Set task: Rewrite the material below, replacing "integer pixel coordinates" with "whole-number pixel coordinates" everywhere it appears and changing nothing else.

# Source data start

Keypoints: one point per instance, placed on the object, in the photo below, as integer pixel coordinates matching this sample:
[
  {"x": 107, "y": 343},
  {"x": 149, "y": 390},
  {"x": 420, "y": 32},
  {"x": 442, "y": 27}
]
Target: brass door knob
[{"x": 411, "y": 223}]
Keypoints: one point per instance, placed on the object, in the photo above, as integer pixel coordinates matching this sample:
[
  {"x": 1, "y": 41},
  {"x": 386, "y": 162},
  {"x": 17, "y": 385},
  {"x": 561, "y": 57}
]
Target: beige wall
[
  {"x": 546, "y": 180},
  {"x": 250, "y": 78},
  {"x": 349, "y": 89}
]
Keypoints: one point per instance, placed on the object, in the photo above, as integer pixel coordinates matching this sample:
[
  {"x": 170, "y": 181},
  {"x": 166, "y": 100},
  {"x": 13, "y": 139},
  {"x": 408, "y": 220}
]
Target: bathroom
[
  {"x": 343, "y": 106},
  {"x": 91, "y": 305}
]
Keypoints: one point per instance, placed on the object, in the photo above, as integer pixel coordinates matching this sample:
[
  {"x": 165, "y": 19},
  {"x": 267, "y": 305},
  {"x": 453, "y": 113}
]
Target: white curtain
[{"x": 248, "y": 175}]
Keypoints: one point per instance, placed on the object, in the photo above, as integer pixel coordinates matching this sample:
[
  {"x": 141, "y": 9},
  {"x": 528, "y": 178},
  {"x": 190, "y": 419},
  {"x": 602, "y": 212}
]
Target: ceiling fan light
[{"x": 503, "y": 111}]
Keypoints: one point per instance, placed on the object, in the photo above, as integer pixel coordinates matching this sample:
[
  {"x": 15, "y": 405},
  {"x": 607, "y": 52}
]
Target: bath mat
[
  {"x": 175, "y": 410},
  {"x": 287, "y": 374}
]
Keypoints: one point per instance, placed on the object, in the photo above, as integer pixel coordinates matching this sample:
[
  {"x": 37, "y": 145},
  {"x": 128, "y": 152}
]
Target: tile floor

# Source data end

Result below:
Keypoints: one point per instance, placed on the object, in the photo below, as whole-number pixel coordinates matching this sample:
[
  {"x": 107, "y": 343},
  {"x": 149, "y": 390},
  {"x": 420, "y": 32},
  {"x": 442, "y": 27}
]
Target: brass door knob
[{"x": 411, "y": 223}]
Keypoints: one point per instance, placed on the object, in the photo above, as whole-number pixel coordinates matching this sample:
[
  {"x": 1, "y": 41},
  {"x": 386, "y": 162},
  {"x": 17, "y": 385},
  {"x": 561, "y": 57}
]
Target: beige wall
[
  {"x": 546, "y": 180},
  {"x": 250, "y": 78},
  {"x": 349, "y": 89}
]
Keypoints: one point per instance, placed on the object, in the photo above, as whole-number pixel coordinates matching this sample:
[
  {"x": 170, "y": 181},
  {"x": 166, "y": 100},
  {"x": 13, "y": 139},
  {"x": 408, "y": 220}
]
Target: bathroom
[
  {"x": 343, "y": 106},
  {"x": 91, "y": 305}
]
Keypoints: one point per instance, placed on the object, in the photo above, as whole-number pixel coordinates matching this sample:
[
  {"x": 165, "y": 19},
  {"x": 267, "y": 305},
  {"x": 453, "y": 113}
]
Target: white curtain
[{"x": 248, "y": 175}]
Keypoints: one point per instance, placed on the object, in the photo above, as whole-number pixel coordinates matching this sample:
[
  {"x": 141, "y": 9},
  {"x": 528, "y": 178},
  {"x": 190, "y": 419},
  {"x": 602, "y": 212}
]
Target: ceiling fan light
[{"x": 503, "y": 111}]
Keypoints: one point per instance, placed on the object, in the photo above, as whole-number pixel coordinates matching this sample:
[
  {"x": 15, "y": 405},
  {"x": 607, "y": 52}
]
Target: bath mat
[
  {"x": 175, "y": 410},
  {"x": 287, "y": 374}
]
Keypoints: one point per instance, placed on the object, in the photo above, as whole-number pixel coordinates matching this sample:
[
  {"x": 37, "y": 145},
  {"x": 128, "y": 152}
]
Target: tile floor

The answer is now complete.